**Excerpt to read:**
_ _ _ _

How to Make Money Sports Betting
In sports betting, it’s easy to fall into the trap of thinking that the more you win, the more money you’ll make. But the truth is, win rate alone is not the best indicator of your betting success. The most important concept for long-term profitability is Expected Value (EV) and Closing Line Value (CLV).
Many bettors make the mistake of betting on popular teams or sticking with betting strategies that only focus on winning individual bets. In reality, EV is what separates long-term winners from the rest. A bettor with a solid +EV strategy can have a lower win rate but still make more money over time, because they are focusing on value and process rather than just outcomes.
Why Winning More Bets Doesn’t Always Mean Making Money
Many beginners mistakenly believe that a high win rate equates to profitability. However, in sports betting, you can win 60% of your bets but still lose money in the long run if you do not win enough of those bets over the breakeven win rate.
The Fallacy of Win Rate:
A higher win rate does not guarantee profit if the odds of the bets you’re making are not favorable. For instance, if you consistently win bets at –110 odds, and win 51% of the time, you are losing, and your return on investment (ROI) will be negative. Conversely, if you won 50% of your bets at +110, you’d have a positive ROI even though you lost more.
What Really Matters:
What truly impacts profitability is expected value (EV), not win rate. If you consistently place +EV bets and beat the market, you’ll see positive returns in the long run, even if your win rate is lower than 50%.
Example: If you win 55% of your bets at -110 odds, you’re profitable in the long run, while winning 60% of your bets at -150 odds might result in a net loss. It’s about finding value in the odds, not just winning individual bets.

The Math Behind Expected Value (EV) Explained Simply
Let’s break down the math behind EV simply and practically. Understanding EV helps you evaluate whether a bet will likely be profitable over the long term.
What is Expected Value (EV)?
Expected Value (EV) is the average amount you expect to win or lose per bet, based on the odds and probability of the outcome. This core concept helps smart bettors determine if a bet is worth placing. The formula is:
EV = (Probability of Winning) x (Payout) - (Probability of Losing) x (Amount Bet)
Positive EV (+EV) vs. Negative EV (-EV):
+EV Bets: When your calculated EV is positive, the bet offers value. Over time, +EV bets will lead to profit.

_ _ _ _

**Record list:**
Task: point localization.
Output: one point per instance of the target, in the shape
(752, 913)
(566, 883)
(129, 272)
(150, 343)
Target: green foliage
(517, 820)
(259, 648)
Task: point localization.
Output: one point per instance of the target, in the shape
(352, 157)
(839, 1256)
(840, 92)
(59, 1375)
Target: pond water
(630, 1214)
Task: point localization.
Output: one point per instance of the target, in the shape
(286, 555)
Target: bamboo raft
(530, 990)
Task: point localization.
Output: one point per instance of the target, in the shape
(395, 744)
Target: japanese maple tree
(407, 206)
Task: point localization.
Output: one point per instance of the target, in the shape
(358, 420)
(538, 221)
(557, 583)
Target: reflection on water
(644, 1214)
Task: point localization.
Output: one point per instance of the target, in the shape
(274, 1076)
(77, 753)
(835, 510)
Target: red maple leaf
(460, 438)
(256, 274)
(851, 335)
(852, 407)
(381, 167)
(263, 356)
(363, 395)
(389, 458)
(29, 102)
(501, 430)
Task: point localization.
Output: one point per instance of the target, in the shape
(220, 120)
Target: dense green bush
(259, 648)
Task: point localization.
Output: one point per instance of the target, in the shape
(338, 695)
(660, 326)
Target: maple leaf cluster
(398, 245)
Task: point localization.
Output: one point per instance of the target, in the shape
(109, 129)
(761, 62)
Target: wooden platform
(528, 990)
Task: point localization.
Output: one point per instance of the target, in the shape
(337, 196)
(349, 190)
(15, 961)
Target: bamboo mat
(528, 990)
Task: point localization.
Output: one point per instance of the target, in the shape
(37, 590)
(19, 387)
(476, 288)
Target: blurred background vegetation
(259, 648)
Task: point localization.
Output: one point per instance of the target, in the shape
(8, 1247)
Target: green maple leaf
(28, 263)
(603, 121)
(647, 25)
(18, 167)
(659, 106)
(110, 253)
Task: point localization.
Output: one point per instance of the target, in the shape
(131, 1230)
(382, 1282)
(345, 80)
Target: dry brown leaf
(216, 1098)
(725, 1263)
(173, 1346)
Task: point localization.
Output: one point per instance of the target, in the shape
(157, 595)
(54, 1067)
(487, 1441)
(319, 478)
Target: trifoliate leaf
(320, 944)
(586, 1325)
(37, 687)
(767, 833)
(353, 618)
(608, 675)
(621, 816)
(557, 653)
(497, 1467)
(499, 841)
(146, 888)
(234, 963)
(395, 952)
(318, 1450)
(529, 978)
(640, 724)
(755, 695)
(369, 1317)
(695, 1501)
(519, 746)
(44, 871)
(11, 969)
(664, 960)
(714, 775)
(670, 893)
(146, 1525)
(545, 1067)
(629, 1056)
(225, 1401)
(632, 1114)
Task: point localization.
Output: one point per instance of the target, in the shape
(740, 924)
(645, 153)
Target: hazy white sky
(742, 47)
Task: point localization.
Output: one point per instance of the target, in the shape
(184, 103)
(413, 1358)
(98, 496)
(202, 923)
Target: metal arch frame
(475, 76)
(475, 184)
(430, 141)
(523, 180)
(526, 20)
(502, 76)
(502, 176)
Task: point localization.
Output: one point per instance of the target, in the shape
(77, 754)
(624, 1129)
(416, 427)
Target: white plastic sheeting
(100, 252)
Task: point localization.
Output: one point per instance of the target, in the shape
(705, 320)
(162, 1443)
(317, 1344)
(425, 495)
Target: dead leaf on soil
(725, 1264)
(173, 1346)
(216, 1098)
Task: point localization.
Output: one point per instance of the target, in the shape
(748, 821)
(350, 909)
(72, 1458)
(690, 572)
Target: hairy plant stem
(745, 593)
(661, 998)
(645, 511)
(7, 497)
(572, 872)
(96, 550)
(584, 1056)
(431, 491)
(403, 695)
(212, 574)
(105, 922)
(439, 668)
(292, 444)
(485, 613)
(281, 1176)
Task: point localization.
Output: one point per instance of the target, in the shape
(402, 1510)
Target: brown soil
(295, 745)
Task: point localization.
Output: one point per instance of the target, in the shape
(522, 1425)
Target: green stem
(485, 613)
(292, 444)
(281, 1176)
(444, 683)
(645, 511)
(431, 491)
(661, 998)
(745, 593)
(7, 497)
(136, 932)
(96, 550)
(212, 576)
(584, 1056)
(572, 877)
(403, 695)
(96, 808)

_ _ _ _

**What to produce:**
Carry on the sports betting article from the point where it stops.

**Output for this exercise:**
-EV Bets: When your calculated EV is negative, the bet will likely lose money over time. These are bets you should generally avoid.
Why It’s Important: Understanding EV allows you to identify better bets and understand that betting on your favorite teams or players will not lead to a positive ROI.
Later in this course, we will discuss how to make your expected value projections. It’s important to remember that if a bet does not satisfy the expected value necessary for long-term profit, the recommended bet size is $0.
Example: If you place a $100 bet on a +150 moneyline, the expected value of that bet is $150 if you win, minus the $100 you risk, and the probability of winning at those odds will determine whether this bet has a positive or negative EV.

How to Find +EV Bets and Avoid Negative EV Traps
Finding +EV bets is the key to long-term betting profitability. These bets offer value over time, while negative EV bets will drain your bankroll.
How to Spot +EV Bets:
Calculate the EV: Always calculate the EV of your bets to assess whether they offer value. If the probability of winning a bet is greater than the implied probability from the odds, it’s a +EV bet.
Shop for the Best Odds: The odds you bet at will directly affect your EV. Line shopping across sportsbooks to find the best price increases your EV by ensuring you get the best odds possible.
Common Negative EV Traps:
Chasing High Payouts: Bets like parlays and teasers may seem tempting due to their higher payouts, but they often have negative EV because they increase the overall risk.
Betting on Overpriced Favorites: Be cautious when betting on heavily favored teams. These bets are often mispriced and have a negative EV because the odds don’t reflect the true probability of a team winning.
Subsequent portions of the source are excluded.